EXERCISE AIM
Rescale the lines starting at the one that contains "statue hand, where" and ending with the last line, repeating every line with its request. Multiply each (x, y) pixel coordinate in the answers by 1.75 and round to whole numbers, with halves rounded up.

**** LISTING

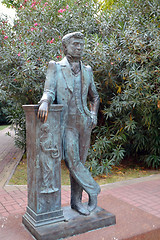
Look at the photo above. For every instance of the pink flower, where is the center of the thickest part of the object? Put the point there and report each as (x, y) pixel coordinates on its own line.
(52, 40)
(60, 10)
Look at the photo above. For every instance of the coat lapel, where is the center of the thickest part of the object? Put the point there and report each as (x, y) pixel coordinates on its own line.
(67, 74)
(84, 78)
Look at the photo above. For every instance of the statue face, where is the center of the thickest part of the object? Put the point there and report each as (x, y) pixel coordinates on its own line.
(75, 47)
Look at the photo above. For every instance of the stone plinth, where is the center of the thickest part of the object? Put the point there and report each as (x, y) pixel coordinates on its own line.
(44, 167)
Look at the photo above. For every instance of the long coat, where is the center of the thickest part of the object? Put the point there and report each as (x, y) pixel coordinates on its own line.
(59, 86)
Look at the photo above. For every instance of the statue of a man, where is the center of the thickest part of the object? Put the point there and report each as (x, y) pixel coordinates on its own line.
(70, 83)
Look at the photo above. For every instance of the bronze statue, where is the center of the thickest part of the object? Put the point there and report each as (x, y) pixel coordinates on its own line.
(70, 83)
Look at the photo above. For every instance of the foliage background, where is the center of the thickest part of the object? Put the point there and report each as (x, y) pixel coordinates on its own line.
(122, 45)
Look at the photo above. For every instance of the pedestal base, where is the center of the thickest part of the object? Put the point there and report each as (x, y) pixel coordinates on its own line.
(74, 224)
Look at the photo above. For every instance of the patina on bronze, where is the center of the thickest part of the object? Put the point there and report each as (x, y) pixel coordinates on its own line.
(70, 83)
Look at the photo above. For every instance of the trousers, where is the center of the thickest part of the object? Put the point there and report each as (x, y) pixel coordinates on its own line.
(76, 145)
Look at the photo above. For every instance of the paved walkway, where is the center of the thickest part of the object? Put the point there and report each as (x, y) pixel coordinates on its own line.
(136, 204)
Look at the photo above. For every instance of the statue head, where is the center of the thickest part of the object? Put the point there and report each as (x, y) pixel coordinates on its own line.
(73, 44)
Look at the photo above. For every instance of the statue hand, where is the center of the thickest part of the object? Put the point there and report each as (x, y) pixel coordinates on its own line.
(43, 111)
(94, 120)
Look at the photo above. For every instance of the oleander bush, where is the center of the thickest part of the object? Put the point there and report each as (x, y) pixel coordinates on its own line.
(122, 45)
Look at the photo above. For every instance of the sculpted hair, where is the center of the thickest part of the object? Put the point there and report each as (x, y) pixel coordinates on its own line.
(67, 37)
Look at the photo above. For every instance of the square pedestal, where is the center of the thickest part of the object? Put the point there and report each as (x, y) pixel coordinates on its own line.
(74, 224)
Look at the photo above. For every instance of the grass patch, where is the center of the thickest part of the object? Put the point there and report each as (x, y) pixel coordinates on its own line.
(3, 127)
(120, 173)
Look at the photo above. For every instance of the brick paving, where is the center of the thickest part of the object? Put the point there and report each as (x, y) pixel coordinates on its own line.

********

TASK ANSWER
Look at the photo above. For every instance of the statue hand, where is the center of the thickest part of the object? Put the point there and report each as (x, y) pixel coordinates on its own line.
(75, 194)
(165, 210)
Look at the photo above. For every instance of the oleander bush, where is the center of the thickest part of the object? Put the point there and report each as (x, y) pixel coordinates on its own line.
(214, 79)
Look at the photo above. For every instance of the sculpted hair, where is the center of the thickest part of the object? Put the point there and report each as (x, y) pixel coordinates on its own line.
(117, 65)
Look at the photo above. For every instance of the square pedestal, where is the center of the thickest part of the object? Put the point there and report each as (x, y) pixel coordinates on its own line.
(130, 392)
Look at the photo above. For every instance of the grass patch, where is the center of the thickest part of the object? Put the point there and report each as (x, y) pixel coordinates on its own line.
(5, 222)
(210, 303)
Look at the photo above. For every instance of the brick paving, where is the center of the thickest part of the object? Put the point there and report each as (x, y) pixel coordinates on its own line.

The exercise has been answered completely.